### What needs to be done
Gather every line of the records below that contains the string "tortilla", matching case exactly.

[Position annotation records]
---*---

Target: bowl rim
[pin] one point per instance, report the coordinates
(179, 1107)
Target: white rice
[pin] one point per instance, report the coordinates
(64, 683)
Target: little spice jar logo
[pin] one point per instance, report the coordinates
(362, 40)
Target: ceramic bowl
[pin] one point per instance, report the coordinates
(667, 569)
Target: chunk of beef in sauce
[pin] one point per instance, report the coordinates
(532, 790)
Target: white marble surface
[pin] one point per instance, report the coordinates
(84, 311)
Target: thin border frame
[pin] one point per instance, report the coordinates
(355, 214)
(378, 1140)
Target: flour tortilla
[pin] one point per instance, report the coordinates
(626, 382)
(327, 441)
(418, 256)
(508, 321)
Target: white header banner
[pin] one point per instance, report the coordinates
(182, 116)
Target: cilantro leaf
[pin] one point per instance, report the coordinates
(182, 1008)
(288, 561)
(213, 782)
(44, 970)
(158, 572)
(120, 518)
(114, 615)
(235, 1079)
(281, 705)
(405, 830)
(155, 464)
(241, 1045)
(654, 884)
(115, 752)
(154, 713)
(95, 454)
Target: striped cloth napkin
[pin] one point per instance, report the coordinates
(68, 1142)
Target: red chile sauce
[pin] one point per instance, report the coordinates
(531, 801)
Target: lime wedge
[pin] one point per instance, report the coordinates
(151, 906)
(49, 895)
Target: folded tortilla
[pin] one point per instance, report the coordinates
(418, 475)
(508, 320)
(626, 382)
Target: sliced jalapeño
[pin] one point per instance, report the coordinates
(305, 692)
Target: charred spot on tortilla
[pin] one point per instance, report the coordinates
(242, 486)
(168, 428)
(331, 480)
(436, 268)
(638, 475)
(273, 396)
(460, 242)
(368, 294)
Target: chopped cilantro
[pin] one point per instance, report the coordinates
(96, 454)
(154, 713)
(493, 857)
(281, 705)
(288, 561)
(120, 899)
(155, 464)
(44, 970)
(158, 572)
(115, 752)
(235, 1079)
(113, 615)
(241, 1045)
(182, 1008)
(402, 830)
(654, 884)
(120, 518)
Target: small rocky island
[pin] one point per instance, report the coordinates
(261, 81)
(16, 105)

---*---

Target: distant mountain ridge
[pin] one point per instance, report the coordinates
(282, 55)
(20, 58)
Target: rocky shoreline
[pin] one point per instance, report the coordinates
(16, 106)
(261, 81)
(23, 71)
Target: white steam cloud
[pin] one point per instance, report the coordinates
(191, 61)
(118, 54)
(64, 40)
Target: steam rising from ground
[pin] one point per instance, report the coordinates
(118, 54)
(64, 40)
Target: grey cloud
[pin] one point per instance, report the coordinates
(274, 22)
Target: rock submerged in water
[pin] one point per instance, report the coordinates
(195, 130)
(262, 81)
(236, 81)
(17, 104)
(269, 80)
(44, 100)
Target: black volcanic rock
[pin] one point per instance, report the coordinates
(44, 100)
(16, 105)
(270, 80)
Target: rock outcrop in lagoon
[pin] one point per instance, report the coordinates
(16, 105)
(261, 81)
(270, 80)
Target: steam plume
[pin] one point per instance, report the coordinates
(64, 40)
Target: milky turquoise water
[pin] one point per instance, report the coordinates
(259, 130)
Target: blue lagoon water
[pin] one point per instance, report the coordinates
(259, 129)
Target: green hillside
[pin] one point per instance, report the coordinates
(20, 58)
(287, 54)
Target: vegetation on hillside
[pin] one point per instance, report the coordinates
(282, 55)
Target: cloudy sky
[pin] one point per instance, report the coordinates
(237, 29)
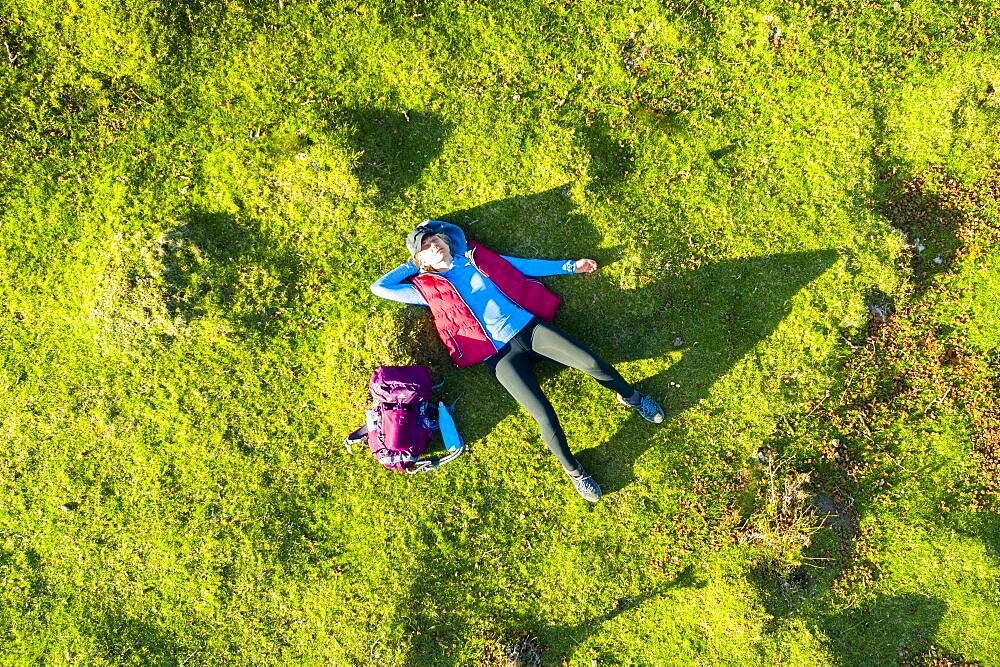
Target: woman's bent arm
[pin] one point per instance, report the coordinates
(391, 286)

---*---

### Correct output
Target: flour tortilla
Target: folded tortilla
Target: charred spot on tortilla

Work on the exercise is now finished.